══ TEXT SECTION ══
As evidenced by Louis van Gaal’s World Cup goalkeeper switch, analytics can enhance rather than replace the Machiavellian instincts of sport’s master tacticians.
It was one of the most dramatic moments of the World Cup, leaving many fans baffled. In the 120th minute of the quarter final against Costa Rica, Holland goalkeeper Jasper Cilissen was substituted for third-choice keeper Tim Krul. He went on to save two penalties, seeing Holland through to the semi-final.
Many applauded the courage and the mind games of the Dutch manager Louis van Gaal. But on closer inspection what the world was watching was one of the most high-profile examples of how technology and psychology are now deeply connected in modern sport. Some would argue that the emergence of technology in sport threatens to make it more mechanical, but the drama of the quarter-final suggests the opposite is true. It also highlights that knowledge of your opponent’s use of technology can be as powerful as having your own.
The Krul effect
After the win, van Gaal explained that Krul was simply a better penalty stopper. In fact, the data shows he had only saved two of the previous 20 penalties he’d faced before that night; hardly the record of a specialist. The second choice goalkeeper in the Dutch squad, Michael Vorm, had a better record than Krul, having saved three of 11 penalties prior to the World Cup.
So why did van Gaal defy the apparent logic behind the numbers? He went on to reveal that Krul had studied past footage of all Costa Rica’s penalty takers before the game, a standard form of preparation and not something that Cillessen (or Vorm) would have found difficult to do. Krul concurred that his own video preparation was key to victory. And yet research shows that studying penalty takers is statistically insignificant to outcomes.
Studying goalkeepers is far more useful, according to a study by University College London which suggests that most keepers conclude, after a few shots have gone in one direction, that the next player will change direction (despite each kick presenting the same odds for direction choice). By observing a goalkeeper, you can build up a picture over time that might reveal if they tend to guess early or wait. You can pin point particular weaknesses or habits they have. Indeed, when explaining the penalty shootout win against Greece in their previous match, the Costa Rican manager Jose Pinto revealed: “We had studied the opposition (goalkeeper) and that’s why we scored 100%.”
Video capture and editing is an established and readily available technology. Taking what Pinto had said to the media in the wake of victory against Greece, van Gaal, like any manager today, knew that the Costa Ricans would have studied Cillessen and would consequently have been aware of his weaknesses. He also knew it was unlikely that they had studied the Dutch third choice goalkeeper Krul, which made them unaware of his apparent strengths or weaknesses.
It was van Gaal’s understanding of his opponent’s technology-enabled preparations that provided the practical and psychological potency of his last minute substitution. “Their manager’s face when he saw me was priceless. It definitely had an impact” said Krul about his substitution. Chance had a big role to play, but it was the great reactions of Krul combined with van Gaal’s disruption of the Costa Rican team’s preparations and composure in the moment that proved telling.
═══
▶ **JOB 1**: Can you copy everything in the listing, from its first line down to the line containing "[12,229,768,291]", with both of those lines included?
The article and the listing are unrelated material.
══ INFORMATION GIVEN ══
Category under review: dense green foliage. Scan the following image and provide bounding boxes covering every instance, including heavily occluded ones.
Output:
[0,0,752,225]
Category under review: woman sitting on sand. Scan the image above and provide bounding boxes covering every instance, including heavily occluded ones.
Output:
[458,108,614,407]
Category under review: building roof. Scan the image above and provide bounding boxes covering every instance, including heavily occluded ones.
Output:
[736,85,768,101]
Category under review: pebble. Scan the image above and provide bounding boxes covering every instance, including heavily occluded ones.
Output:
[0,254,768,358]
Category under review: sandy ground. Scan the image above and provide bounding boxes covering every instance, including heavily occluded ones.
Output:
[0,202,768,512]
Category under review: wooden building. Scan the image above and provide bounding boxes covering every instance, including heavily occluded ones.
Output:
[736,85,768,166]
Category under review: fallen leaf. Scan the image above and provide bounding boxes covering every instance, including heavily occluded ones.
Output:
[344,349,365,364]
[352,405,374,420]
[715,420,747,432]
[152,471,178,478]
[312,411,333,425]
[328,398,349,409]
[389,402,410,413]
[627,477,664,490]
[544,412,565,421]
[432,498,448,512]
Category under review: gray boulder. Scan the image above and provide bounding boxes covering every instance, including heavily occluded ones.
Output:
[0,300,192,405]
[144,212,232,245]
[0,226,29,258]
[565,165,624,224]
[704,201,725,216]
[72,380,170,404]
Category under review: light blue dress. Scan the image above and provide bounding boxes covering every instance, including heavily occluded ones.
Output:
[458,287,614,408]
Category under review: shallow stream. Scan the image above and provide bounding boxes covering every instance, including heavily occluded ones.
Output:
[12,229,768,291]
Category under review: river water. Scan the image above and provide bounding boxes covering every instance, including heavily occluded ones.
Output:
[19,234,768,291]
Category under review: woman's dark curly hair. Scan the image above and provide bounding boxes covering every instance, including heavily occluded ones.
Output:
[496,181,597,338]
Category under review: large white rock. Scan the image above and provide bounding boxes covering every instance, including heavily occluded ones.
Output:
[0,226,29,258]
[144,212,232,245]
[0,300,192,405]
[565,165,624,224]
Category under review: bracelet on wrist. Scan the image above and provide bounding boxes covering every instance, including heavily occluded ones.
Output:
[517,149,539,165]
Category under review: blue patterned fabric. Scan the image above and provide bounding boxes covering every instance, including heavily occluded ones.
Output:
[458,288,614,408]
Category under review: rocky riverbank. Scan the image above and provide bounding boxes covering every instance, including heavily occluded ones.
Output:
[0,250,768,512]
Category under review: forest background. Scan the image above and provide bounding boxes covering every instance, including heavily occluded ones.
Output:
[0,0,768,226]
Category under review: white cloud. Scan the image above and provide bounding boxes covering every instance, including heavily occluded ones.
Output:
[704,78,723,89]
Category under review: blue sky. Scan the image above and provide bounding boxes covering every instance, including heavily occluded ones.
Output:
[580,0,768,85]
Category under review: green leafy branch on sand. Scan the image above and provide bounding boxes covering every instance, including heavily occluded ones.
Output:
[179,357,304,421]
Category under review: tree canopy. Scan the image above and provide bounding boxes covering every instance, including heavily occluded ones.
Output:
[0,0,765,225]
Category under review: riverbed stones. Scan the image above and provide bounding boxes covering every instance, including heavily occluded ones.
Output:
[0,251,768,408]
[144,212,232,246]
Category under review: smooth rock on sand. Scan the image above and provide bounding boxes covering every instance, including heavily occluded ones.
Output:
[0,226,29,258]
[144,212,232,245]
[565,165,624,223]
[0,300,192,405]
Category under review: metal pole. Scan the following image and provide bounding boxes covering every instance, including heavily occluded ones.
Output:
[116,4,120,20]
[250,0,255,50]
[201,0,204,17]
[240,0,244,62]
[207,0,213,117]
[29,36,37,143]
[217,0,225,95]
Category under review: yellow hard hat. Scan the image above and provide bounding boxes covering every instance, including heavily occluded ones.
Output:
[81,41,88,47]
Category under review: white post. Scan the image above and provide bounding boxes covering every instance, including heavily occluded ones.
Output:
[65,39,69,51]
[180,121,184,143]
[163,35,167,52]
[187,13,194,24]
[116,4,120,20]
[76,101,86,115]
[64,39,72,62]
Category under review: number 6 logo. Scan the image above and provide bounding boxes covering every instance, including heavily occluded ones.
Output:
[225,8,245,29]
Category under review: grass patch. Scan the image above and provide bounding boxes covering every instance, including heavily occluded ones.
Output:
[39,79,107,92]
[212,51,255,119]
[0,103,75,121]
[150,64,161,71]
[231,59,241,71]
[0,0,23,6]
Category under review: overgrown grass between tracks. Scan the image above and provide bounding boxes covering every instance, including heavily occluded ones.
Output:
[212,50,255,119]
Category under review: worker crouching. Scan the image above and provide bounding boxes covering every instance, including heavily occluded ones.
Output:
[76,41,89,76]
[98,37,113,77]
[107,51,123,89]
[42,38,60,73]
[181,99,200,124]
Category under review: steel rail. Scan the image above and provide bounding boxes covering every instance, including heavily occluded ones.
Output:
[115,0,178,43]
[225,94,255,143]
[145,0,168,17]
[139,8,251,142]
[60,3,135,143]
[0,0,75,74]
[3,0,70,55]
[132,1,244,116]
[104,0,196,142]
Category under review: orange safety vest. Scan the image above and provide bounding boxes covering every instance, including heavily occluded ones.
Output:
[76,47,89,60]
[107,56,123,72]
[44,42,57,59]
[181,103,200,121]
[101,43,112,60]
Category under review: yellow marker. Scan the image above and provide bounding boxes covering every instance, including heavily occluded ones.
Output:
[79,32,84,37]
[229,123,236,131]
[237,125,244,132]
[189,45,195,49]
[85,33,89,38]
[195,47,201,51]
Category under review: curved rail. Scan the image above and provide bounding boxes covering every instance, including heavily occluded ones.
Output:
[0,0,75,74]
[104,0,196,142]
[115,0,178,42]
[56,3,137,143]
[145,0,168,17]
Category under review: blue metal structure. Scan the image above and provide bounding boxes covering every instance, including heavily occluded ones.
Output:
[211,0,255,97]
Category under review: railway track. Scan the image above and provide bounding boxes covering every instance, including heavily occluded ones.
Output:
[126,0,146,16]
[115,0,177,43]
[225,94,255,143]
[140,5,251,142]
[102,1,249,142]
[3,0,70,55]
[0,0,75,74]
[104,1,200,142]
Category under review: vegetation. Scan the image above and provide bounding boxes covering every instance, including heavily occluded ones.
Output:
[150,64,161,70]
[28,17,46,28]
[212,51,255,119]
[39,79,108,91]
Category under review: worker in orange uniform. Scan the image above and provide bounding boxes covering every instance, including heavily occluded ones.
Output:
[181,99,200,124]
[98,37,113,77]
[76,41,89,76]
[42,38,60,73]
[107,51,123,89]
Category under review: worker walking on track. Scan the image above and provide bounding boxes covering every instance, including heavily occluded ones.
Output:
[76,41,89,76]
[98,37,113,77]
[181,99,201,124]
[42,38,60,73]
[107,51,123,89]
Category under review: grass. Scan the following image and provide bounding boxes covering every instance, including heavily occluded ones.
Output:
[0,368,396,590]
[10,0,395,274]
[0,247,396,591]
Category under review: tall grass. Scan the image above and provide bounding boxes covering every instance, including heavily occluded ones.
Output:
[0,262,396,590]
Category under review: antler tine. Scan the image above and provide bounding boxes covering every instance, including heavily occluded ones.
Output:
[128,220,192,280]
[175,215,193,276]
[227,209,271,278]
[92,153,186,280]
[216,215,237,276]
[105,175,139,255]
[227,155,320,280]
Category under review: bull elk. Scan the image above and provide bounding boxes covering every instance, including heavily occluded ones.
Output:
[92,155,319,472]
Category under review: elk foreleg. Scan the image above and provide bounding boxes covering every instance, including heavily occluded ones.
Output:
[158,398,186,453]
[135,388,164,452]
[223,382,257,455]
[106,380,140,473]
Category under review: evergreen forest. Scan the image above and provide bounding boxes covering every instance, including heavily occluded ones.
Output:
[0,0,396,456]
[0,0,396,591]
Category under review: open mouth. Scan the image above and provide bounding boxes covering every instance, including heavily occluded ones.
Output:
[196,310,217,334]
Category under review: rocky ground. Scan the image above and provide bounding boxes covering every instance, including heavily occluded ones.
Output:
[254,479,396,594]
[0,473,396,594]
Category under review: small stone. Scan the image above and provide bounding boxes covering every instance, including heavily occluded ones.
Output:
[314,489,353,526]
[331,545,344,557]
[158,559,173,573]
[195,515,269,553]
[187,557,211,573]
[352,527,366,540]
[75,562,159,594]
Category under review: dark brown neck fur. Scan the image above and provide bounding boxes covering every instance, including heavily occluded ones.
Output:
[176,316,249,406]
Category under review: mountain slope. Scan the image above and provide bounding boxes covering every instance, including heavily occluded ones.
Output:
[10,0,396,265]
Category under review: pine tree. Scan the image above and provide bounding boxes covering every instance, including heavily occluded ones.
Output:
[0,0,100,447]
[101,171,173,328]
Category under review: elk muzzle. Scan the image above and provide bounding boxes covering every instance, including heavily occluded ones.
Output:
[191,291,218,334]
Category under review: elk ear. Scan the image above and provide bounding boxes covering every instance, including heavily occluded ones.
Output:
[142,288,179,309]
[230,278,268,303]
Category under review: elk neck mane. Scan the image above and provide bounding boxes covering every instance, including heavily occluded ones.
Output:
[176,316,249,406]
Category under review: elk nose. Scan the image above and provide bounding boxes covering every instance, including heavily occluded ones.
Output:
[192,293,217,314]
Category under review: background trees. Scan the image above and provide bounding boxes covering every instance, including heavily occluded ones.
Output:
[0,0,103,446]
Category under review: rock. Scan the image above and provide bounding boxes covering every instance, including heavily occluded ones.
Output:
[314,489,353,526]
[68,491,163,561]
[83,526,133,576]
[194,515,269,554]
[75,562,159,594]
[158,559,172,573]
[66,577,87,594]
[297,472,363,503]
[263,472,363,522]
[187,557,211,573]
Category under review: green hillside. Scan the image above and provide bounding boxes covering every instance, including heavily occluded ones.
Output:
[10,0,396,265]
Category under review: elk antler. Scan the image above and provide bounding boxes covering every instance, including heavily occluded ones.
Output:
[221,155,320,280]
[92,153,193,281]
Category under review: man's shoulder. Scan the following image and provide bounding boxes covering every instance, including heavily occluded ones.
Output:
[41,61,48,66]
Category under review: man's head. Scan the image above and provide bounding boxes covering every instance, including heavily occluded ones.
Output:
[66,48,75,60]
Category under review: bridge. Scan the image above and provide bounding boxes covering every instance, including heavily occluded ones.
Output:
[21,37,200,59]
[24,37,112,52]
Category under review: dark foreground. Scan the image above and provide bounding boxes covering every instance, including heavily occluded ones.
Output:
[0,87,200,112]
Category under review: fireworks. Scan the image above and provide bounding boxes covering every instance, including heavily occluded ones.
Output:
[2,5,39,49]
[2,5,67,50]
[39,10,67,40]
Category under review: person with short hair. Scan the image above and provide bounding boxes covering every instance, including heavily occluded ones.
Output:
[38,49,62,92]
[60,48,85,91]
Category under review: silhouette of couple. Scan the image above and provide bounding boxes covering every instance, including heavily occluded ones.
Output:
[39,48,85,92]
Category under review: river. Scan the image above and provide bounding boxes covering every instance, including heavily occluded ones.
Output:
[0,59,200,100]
═══
▶ **JOB 2**:
Do these statements agree with the article on van Gaal's goalkeeper switch? Answer yes or no for each, and quote the article's deciding words.
(a) Before the quarter final, Krul had saved two of the 20 penalties he had faced.
(b) Michael Vorm's penalty record was worse than Krul's.
(c) After the shootout against Greece, the Costa Rican manager said his team had studied the opposition goalkeeper.

▶ **WRITTEN RESPONSE 1**:
Category under review: dense green foliage. Scan the following image and provide bounding boxes covering every instance, including heavily occluded ones.
Output:
[0,0,752,225]
Category under review: woman sitting on sand. Scan the image above and provide bounding boxes covering every instance, including heavily occluded ones.
Output:
[458,108,614,407]
Category under review: building roof. Scan the image above and provide bounding boxes covering every instance, including heavily occluded ones.
Output:
[736,85,768,101]
Category under review: pebble. Scan the image above and provide bounding boxes covering every instance, including heavily occluded ones.
Output:
[0,254,768,358]
Category under review: sandy ground. Scan the image above and provide bounding boxes covering every instance, including heavily occluded ones.
Output:
[0,202,768,512]
Category under review: wooden building. Scan the image above and provide bounding boxes covering every instance, including heavily occluded ones.
Output:
[736,85,768,166]
Category under review: fallen leaf. Scan the image above and provide bounding boxes covering every instance, including heavily occluded ones.
Output:
[344,349,365,364]
[352,405,374,420]
[715,420,747,432]
[152,471,178,478]
[312,411,333,425]
[328,398,349,409]
[389,402,410,413]
[627,477,664,490]
[544,412,565,421]
[432,498,448,512]
Category under review: gray boulder. Scan the image above and provide bounding boxes covering every instance, including heavily occluded ones.
Output:
[0,300,192,405]
[144,212,232,245]
[0,226,29,258]
[565,165,624,224]
[704,201,725,216]
[72,380,170,404]
Category under review: light blue dress. Scan the image above and provide bounding boxes covering every instance, including heavily occluded ones.
Output:
[458,287,614,408]
Category under review: shallow stream. Scan the image above and provide bounding boxes covering every instance, including heavily occluded ones.
Output:
[12,229,768,291]

▶ **WRITTEN RESPONSE 2**:
(a) Yes: "he had only saved two of the previous 20 penalties he’d faced before that night"
(b) No: "Michael Vorm, had a better record than Krul, having saved three of 11 penalties prior to the World Cup"
(c) Yes: "We had studied the opposition (goalkeeper) and that’s why we scored 100%."